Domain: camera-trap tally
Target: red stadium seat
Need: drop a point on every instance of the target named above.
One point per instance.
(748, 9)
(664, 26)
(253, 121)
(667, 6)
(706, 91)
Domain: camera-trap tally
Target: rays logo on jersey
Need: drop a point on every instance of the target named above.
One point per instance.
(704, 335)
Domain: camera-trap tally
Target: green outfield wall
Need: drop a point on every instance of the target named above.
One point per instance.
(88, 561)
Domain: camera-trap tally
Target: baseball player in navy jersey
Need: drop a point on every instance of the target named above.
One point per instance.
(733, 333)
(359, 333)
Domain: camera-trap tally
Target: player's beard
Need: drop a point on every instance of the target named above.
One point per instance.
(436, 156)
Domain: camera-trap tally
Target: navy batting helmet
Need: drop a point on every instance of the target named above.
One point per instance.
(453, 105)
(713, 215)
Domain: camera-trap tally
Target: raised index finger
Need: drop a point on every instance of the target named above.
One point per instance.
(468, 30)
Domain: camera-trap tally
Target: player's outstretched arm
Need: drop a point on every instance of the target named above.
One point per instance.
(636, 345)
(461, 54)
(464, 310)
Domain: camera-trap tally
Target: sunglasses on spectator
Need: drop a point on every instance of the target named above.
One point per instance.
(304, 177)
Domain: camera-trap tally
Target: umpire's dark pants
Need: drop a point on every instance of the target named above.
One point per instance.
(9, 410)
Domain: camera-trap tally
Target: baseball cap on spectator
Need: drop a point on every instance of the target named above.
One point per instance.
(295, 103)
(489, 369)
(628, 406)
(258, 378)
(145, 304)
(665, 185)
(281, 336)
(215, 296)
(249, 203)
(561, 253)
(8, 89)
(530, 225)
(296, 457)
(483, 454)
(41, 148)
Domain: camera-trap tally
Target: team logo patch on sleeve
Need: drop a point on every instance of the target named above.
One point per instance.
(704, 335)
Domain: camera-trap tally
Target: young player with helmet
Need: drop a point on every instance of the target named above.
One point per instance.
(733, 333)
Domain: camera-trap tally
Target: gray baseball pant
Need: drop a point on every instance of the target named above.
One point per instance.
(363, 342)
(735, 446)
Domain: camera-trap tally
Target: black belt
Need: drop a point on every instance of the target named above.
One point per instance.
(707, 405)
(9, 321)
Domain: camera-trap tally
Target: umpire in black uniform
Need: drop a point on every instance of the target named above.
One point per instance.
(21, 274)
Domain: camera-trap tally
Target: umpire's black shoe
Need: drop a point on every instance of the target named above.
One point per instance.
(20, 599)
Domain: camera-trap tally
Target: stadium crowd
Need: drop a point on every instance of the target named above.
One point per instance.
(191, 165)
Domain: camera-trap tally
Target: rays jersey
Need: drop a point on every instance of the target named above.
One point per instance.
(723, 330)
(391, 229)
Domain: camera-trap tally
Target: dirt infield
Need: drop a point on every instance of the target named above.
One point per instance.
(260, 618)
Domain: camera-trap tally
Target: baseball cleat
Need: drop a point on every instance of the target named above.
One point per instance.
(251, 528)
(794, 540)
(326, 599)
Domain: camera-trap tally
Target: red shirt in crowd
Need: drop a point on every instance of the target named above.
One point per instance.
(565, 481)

··········

- _WORK INSTRUCTIONS_
Output the records above in their entirety, exactly.

- _EXERCISE ANSWER_
Domain: camera-trap tally
Target: red stadium seat
Need: drop a point on every instance of the target named above.
One point per instance.
(748, 9)
(664, 26)
(253, 121)
(667, 6)
(706, 91)
Domain: camera-trap tally
Target: rays logo on jersey
Need: drop a point on every instance of the target named above.
One point per instance.
(704, 335)
Domain: camera-trap tally
Target: green outfield wall
Need: drop a point on every instance of the target named above.
One point per instance.
(88, 561)
Domain: camera-trap tally
Target: baseball player in navy jersey
Need: drop a point on every instance of the target named above.
One point per instance.
(733, 333)
(359, 333)
Domain: camera-trap tally
Target: player's beard
Need: drop a point on every instance of the target named above.
One point per instance.
(436, 156)
Domain: camera-trap tally
Target: navy batting helmet
Need: drop a point on every instance of the target named above.
One point per instance.
(453, 105)
(713, 215)
Domain: camera-trap tally
Target: raised index finger
Need: drop a point on every instance of the target named above.
One point per instance.
(468, 30)
Domain: camera-trap tally
Target: player's outstretched arm
Need: drop a point on every instance of the target named above.
One point per instance.
(636, 345)
(461, 54)
(464, 310)
Domain: camera-trap tally
Target: sunglasses on spectator
Need: drop a point on every instance of the target named above.
One point per instance.
(304, 177)
Domain: camera-trap tally
Target: umpire's dark pants
Need: drop a point on every instance of the target named above.
One point per instance.
(9, 410)
Domain: camera-trap tally
Target: baseball cap on spectator
Need: drop a point on every instance of the target named above.
One point per instance.
(295, 103)
(489, 369)
(628, 406)
(258, 378)
(145, 304)
(665, 185)
(281, 336)
(215, 296)
(249, 203)
(561, 253)
(8, 89)
(530, 225)
(296, 457)
(483, 454)
(41, 148)
Domain: camera-trap tally
Target: team logo patch on sleeve
Need: drop a point on every instance of the target named above.
One point per instance.
(704, 335)
Domain: camera-trap tally
Target: young player with helmet
Need: drop a point on every instance of the target named above.
One point per instance.
(733, 333)
Domain: camera-trap tally
Target: gray baseball pant
Need: drop a point on every instance of the target named above.
One point per instance.
(363, 342)
(735, 446)
Domain: camera-trap tally
Target: black belt
Need: drop a point on every instance of the target named above.
One point per instance.
(707, 405)
(9, 321)
Domain: camera-trap tally
Target: umpire in black uniform
Need: drop a point on every instance of the target named above.
One point per instance.
(21, 274)
Domain: camera-trap tally
Target: umpire's black shoe
Need: drop a point on every instance of the target named above.
One point per instance.
(20, 599)
Domain: camera-trap tally
Target: stadium crowd
Need: drop a point on every instance of the target named above.
One point per instance.
(191, 165)
Domain: camera-trap tally
Target: rays jersey
Need: drop a point on every instance of the target named above.
One point per instance.
(723, 330)
(391, 229)
Domain: camera-trap tally
Target: dirt infield
Need: drop a point on every instance of the target named above.
One point per instance.
(260, 618)
Domain: camera-trap tally
Target: baseball cleat
Need: drop a point on every instance of the target named above.
One point per instance.
(251, 528)
(794, 540)
(326, 599)
Domain: camera-trap tally
Target: red shirt in crowd
Need: drop a point on every instance of the target named above.
One point per instance.
(565, 481)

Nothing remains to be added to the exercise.